:: DOCUMENT EXTRACT ::
Except I’m insanely, ridiculously, obsessively driven, so I will. Twice a day, like clockwork.

I wonder when someone will invent Blogging Anonymous?

In the meantime, what else was I frenetically writing last week?

Well, speaking of Portia, I blogged about the night I almost kissed her. I asked readers to confess if they’d kissed a celebrity. The only one game enough to blab was Jess2, who confessed: “I kissed the lead singer of Wa Wa Nee in the car park before watching the taping of Countdown.” Go Jess!

While comatose in bed, feverish with flu, I got a phone call from someone saying they hoped the rumours weren’t true about me being addicted to ice. That immediately got me upright!

I also thought I’d discovered the secret to finding new love in my mid-40s, with loads of men trying to befriend me and shower me with compliments about my nose on Skype. Bloody scammers. I wrote about it in a blog called I’m A Skype Hottie.

Still under-the-weather but determined not to cancel date night, I went to a yummy Spanish restaurant with Husband on our first date FOREVER. All the details are at Sick Of It.

And then there was My latest cock-up.

:: TASK STATEMENT ::
Quote the blog post word for word, starting at "While comatose in" and ending at "A Skype Hottie.". The listing isn't needed for anything here.

:: DATA RECORDS ::
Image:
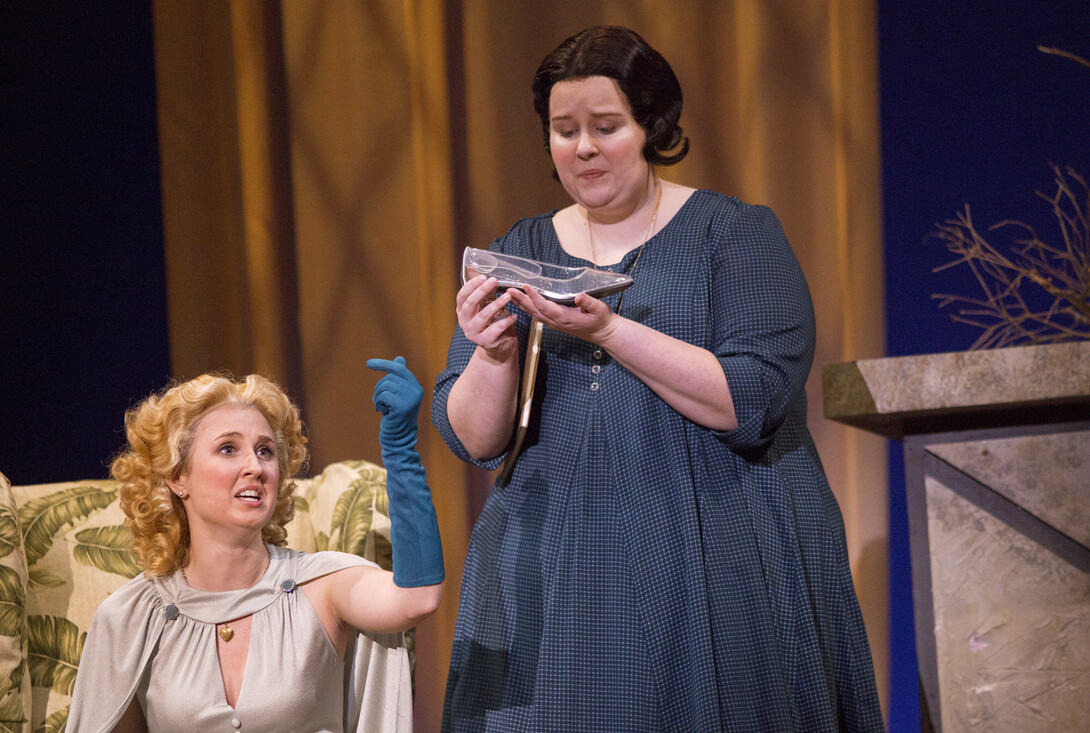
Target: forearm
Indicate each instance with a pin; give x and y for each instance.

...

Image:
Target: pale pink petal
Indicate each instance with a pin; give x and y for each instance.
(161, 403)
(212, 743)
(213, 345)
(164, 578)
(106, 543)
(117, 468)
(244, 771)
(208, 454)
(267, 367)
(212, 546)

:: SOLUTION BELOW ::
While comatose in bed, feverish with flu, I got a phone call from someone saying they hoped the rumours weren’t true about me being addicted to ice. That immediately got me upright!

I also thought I’d discovered the secret to finding new love in my mid-40s, with loads of men trying to befriend me and shower me with compliments about my nose on Skype. Bloody scammers. I wrote about it in a blog called I’m A Skype Hottie.